Quels mécanismes de financement pour accompagner la politique urbaine des villes africaines ?

Le continent africain connaît une urbanisation galopante et contraignante. En effet, selon la Banque Mondiale (février 2017), les agglomérations urbaines y abritent environ 472 millions d’habitants, un chiffre voué à doubler au cours des vingt-cinq prochaines années. Les grandes villes situées sur les littoraux du continent connaissent le phénomène de saturation urbaine et ne peuvent donc plus accueillir les flux de population. En outre, l’urbanisation est contraignante, car elle n’évolue pas dans les même proportions que la croissance économique. Par conséquent, les populations — notamment les plus pauvres et vulnérables — sont livrées à elles-mêmes ; ainsi, les villes africaines connaissent une informalité grandissante expliquée par une absence de réglementation de l’occupation du sol. Cette informalité est un problème alarmant auquel il faut trouver une solution ; mais qui doit s’en charger ? Les Etats ou les villes (les collectivités locales) ? En Afrique, si les États disposent des moyens plus importants pour mener des politiques d’envergure, la plupart des pays, sont régis par un contexte de décentralisation. Toutefois cette décentralisation est incomplète en raison des faibles ressources financières dont disposent les collectivités locales pour le financement de politiques locales. Comment financer le financement des villes africaines pour leur permettre d’accompagner de façon efficiente la forte urbanisation ? Nous allons, dans un premier temps, nous interroger sur les différents enjeux liés à l’occupation foncière, en exposant les relations de cause à effet entre l’urbanisation, la saturation urbaine et l’informalité. Ensuite, nous montrerons en quoi « la formalisation de l’informel » influe sur la morphologie des villes africaines. Enfin, nous exposerons en perspective différents mécanismes de réglementation qui permettraient aux villes africaines d’avoir des recettes financières plus solides pour financer leurs différentes politiques locales.

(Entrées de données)
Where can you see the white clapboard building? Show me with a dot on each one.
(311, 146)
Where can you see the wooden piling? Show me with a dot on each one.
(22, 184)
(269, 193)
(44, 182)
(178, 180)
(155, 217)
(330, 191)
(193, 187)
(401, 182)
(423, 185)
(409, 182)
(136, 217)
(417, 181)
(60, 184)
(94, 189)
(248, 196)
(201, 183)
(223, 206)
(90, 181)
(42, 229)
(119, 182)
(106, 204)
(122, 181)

CONSIGNE:
D'après l'extrait sur le financement des villes africaines, répondez aux questions suivantes :
(a) Selon la Banque mondiale (février 2017), combien d'habitants les agglomérations urbaines africaines abritent-elles environ ?
(b) Pour quelle raison l'urbanisation y est-elle jugée contraignante ?
(c) Par quoi s'explique l'informalité grandissante des villes africaines ?
Appuyez-vous uniquement sur l'extrait.

CORRIGÉ:
(a) Environ 472 millions d'habitants.
(b) Elle n'évolue pas dans les mêmes proportions que la croissance économique.
(c) Par une absence de réglementation de l'occupation du sol.